- [Text provided]
Back in 1928, D. H. Lawrence published a book that rocked Britain. It appeared first in France. When he tried to get it released in Britain, it was banned. Lady Chatterley’s Lover finally appeared in expurgated form, both in Britain and the United States. But when Penguin tried to publish it, uncensored, in 1960, they were prosecuted under the Obscene Publications Act 1959.
It was publicity that could not be bought: and the story of Lady Connie Chatterley – a married woman – and her intimacies with someone not her husband, became inextricably entwined with scandalous but must-be-read literature. Did I say ‘inextricably entwined’? I did, didn’t I.
The odd thing was that early twentieth century British high society – of which Lawrence had been a part – was no stranger to sexual pecadilloes, drugs and a rather bohemian lifestyle. Their numbers included the ‘Bloomsbury’ set: writers and artists who routinely used drugs and slept with each other. Others included the Prime Minister’s mistress, Venetia Stanley, whose circle of friends included groups who often used chloroform – bought over the counter – to get high and, of course, eventually knock themselves out.

- [Record excerpts]
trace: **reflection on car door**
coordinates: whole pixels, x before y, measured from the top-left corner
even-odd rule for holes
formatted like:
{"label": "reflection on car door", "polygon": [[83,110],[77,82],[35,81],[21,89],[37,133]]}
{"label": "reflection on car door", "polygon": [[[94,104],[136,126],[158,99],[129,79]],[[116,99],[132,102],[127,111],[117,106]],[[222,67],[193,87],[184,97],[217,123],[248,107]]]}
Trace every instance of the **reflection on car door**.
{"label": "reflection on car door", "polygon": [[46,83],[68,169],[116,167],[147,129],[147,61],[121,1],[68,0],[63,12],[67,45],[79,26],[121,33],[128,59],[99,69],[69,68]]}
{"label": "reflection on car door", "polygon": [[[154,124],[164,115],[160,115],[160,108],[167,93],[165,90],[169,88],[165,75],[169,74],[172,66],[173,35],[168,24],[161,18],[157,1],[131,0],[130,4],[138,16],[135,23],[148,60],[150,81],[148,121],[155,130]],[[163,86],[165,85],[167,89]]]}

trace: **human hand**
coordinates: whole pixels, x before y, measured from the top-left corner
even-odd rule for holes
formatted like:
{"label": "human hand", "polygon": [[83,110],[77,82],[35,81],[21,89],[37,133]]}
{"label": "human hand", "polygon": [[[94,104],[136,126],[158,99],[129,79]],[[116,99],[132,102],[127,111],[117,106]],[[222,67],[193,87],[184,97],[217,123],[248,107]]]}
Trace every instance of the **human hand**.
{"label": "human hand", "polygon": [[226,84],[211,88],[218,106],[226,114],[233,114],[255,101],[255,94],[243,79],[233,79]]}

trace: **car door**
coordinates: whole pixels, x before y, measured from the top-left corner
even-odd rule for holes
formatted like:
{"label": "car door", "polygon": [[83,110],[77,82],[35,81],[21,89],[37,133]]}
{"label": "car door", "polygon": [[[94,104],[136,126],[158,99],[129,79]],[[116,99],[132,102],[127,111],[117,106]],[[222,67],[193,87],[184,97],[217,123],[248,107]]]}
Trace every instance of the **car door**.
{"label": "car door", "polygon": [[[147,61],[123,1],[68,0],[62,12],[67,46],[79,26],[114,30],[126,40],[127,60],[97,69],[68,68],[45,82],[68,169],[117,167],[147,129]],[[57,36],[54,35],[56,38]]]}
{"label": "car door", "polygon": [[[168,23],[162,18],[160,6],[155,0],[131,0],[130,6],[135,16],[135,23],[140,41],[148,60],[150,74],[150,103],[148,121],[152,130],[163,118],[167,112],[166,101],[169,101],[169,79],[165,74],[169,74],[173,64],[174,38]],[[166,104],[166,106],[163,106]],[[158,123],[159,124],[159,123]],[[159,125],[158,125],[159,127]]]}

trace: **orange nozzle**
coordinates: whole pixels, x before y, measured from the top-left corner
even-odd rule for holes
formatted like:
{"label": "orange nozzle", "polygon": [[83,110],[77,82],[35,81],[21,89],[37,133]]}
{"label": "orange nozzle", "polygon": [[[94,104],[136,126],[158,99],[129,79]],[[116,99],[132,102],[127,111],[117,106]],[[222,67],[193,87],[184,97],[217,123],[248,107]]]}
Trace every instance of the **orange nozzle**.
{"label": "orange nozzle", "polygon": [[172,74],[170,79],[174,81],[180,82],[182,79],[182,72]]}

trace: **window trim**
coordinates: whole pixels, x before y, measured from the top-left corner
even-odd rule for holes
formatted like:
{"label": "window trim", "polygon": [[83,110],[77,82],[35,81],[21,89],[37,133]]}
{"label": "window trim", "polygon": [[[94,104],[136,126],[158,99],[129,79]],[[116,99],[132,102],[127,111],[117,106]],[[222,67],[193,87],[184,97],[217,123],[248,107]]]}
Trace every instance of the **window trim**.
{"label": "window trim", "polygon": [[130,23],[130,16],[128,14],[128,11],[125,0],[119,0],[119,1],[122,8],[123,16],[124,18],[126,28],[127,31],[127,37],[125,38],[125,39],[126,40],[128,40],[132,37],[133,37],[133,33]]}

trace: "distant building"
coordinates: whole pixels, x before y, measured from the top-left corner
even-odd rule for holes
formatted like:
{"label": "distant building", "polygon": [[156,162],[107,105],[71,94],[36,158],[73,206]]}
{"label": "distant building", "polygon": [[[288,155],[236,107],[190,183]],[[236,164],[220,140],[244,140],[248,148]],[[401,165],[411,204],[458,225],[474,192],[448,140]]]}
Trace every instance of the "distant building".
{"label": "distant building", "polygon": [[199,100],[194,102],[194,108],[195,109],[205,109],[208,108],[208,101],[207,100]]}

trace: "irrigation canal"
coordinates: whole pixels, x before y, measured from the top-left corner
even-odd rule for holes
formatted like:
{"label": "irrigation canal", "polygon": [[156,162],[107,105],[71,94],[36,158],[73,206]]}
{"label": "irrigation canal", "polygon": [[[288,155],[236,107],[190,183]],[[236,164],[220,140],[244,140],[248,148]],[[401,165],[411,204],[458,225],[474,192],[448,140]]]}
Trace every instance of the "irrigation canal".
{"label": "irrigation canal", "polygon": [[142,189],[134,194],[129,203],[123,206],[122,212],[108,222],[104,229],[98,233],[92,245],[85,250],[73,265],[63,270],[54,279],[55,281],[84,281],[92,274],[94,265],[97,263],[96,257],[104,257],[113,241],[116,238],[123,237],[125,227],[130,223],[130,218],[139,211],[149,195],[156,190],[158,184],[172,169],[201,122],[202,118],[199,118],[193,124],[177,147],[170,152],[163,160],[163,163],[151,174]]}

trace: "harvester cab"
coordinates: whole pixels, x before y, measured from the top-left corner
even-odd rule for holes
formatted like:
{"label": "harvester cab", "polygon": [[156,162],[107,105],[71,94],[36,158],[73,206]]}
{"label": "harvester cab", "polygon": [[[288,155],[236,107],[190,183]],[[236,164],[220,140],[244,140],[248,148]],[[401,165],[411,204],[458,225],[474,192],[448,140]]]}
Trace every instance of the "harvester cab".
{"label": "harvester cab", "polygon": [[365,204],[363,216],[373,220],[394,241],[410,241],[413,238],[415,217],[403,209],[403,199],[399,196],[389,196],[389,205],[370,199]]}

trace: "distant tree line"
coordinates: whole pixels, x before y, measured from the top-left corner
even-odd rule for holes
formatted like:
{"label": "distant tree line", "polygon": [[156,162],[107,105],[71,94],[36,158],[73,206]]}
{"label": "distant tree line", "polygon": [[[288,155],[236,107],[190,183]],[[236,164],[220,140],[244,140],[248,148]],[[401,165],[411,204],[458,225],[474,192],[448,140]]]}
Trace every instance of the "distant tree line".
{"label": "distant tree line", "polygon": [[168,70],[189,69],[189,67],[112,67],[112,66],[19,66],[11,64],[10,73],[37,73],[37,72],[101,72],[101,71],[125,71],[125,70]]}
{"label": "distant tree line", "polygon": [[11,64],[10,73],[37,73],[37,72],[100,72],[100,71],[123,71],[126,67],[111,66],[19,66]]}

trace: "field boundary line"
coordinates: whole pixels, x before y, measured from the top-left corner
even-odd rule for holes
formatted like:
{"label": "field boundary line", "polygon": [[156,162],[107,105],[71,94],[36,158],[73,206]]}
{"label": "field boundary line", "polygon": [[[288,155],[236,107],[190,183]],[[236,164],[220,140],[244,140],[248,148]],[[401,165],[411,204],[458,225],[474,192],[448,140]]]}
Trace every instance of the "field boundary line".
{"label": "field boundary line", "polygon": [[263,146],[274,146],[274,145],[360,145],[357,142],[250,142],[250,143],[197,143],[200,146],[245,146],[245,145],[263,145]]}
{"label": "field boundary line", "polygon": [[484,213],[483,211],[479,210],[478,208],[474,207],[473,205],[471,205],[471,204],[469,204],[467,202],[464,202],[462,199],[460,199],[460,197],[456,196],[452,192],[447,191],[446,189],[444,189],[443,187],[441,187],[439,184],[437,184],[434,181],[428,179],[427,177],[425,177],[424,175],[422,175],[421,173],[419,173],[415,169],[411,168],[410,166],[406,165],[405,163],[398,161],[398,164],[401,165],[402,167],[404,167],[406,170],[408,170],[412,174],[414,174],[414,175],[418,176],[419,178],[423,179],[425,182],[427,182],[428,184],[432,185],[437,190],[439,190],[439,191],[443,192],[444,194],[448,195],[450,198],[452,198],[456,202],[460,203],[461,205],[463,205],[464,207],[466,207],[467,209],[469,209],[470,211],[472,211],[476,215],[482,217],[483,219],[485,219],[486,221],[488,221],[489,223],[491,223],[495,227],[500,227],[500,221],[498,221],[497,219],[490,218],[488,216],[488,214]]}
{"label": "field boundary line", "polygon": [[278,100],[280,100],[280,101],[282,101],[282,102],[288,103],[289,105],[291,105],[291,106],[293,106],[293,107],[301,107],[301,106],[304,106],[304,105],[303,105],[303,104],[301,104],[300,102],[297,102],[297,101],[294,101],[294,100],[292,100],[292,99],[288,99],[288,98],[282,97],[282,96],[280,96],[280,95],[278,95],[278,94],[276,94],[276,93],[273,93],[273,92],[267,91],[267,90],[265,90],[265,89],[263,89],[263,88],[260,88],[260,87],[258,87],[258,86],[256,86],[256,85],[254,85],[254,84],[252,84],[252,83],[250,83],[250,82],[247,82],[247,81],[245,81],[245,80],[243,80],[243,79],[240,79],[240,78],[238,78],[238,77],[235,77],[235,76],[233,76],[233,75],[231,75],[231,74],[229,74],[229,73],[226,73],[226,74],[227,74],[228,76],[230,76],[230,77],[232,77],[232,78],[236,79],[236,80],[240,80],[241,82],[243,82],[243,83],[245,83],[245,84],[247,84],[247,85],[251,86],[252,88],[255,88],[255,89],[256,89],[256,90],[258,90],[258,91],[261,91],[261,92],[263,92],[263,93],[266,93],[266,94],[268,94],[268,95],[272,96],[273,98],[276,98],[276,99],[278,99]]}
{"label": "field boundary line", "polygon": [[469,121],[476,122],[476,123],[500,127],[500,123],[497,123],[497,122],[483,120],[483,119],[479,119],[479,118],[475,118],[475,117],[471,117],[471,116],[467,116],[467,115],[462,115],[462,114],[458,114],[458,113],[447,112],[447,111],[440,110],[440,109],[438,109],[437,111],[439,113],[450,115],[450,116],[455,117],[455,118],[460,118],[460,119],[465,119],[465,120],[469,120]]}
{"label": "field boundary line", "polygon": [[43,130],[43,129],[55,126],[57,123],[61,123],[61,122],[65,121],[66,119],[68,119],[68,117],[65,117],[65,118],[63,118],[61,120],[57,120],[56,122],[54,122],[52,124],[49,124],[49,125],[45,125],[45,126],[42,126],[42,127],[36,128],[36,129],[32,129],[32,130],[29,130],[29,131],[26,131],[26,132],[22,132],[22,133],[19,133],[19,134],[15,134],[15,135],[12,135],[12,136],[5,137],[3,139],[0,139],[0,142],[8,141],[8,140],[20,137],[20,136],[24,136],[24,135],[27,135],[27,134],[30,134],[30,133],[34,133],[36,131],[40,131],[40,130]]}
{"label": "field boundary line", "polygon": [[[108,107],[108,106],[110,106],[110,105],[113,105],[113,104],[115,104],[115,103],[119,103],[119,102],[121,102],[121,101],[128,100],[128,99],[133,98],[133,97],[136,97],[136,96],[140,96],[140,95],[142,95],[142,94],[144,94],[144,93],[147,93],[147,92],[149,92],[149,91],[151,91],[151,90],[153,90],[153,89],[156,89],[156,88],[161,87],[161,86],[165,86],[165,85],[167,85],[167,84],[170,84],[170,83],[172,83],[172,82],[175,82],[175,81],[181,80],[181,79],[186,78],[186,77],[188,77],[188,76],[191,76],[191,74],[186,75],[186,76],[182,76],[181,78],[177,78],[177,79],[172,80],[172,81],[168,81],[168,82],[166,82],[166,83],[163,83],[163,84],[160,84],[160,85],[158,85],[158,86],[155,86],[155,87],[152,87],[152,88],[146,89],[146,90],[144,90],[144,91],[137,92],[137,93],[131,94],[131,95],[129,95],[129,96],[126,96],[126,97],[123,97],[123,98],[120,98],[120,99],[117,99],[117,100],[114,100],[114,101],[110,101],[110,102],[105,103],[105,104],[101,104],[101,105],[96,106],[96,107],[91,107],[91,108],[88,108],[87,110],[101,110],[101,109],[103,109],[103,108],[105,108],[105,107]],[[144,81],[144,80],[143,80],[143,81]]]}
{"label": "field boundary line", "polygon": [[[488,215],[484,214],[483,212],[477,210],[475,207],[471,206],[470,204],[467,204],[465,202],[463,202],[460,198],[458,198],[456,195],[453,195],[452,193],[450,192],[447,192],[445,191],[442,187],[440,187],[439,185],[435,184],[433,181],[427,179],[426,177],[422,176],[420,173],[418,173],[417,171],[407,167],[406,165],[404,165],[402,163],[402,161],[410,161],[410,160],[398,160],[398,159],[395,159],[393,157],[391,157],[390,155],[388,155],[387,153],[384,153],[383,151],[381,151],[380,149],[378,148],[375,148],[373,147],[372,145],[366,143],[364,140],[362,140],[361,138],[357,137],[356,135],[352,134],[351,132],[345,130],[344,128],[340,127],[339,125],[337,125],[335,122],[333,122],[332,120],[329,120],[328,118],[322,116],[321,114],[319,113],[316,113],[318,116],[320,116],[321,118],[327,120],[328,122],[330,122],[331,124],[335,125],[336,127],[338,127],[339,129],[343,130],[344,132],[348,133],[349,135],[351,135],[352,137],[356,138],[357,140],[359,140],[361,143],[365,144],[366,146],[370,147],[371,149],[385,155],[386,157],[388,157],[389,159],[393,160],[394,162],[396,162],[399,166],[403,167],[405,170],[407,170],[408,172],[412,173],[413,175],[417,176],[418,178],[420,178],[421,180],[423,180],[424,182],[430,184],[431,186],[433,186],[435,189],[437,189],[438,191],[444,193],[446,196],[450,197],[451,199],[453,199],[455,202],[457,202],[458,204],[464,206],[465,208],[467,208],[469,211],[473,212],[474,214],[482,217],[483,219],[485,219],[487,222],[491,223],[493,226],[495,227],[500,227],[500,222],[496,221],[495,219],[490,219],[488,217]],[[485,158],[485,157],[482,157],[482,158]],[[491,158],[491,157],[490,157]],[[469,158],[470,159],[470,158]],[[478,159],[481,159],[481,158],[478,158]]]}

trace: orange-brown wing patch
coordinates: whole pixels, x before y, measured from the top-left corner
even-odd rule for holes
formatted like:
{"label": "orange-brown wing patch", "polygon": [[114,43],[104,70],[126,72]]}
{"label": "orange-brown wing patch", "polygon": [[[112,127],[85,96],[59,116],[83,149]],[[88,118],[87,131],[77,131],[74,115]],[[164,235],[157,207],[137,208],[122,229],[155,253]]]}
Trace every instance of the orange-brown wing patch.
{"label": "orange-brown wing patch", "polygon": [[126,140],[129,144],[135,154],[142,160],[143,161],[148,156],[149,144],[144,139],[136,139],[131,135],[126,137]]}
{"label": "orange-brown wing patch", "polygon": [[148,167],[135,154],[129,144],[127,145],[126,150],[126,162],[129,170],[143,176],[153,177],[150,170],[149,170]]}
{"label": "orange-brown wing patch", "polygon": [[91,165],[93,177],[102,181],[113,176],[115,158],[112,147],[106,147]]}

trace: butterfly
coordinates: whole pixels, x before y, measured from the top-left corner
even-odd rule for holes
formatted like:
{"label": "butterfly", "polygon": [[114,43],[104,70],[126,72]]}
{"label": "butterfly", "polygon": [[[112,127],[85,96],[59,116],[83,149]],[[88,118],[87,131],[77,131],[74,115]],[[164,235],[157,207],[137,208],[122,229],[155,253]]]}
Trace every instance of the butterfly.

- [Objectives]
1. Answer these from the passage on Lady Chatterley's Lover:
(a) In what year did Penguin try to publish the book uncensored?
(b) Under which law was Penguin prosecuted?
(c) What substance did groups in Venetia Stanley's circle of friends use to get high?
2. Pick up the passage on Lady Chatterley's Lover after its final sentence and carry it on.

- [Per-task outputs]
1.
(a) 1960
(b) The Obscene Publications Act 1959
(c) Chloroform, bought over the counter

2.
There was a lot of speculation as to whether Lawrence had based Lady Chatterley on anybody: and, of course, he had. One of the building blocks was Lady Cynthia Asquith, nee Charteris, who Lawrence knew. She had spent the First World War flitting around London society in what she called her ‘cuckooning’ phase, staying with friends while she rented out a flat she owned, for income. She knew Stanley, though she had never been quite part of the bohemian scene. However, while her husband Herbert (‘Beb’) Asquith was serving in France, Cynthia was associated with a string of often high-profile men in London, all of whom – according to Randolph Churchill – were in love with her.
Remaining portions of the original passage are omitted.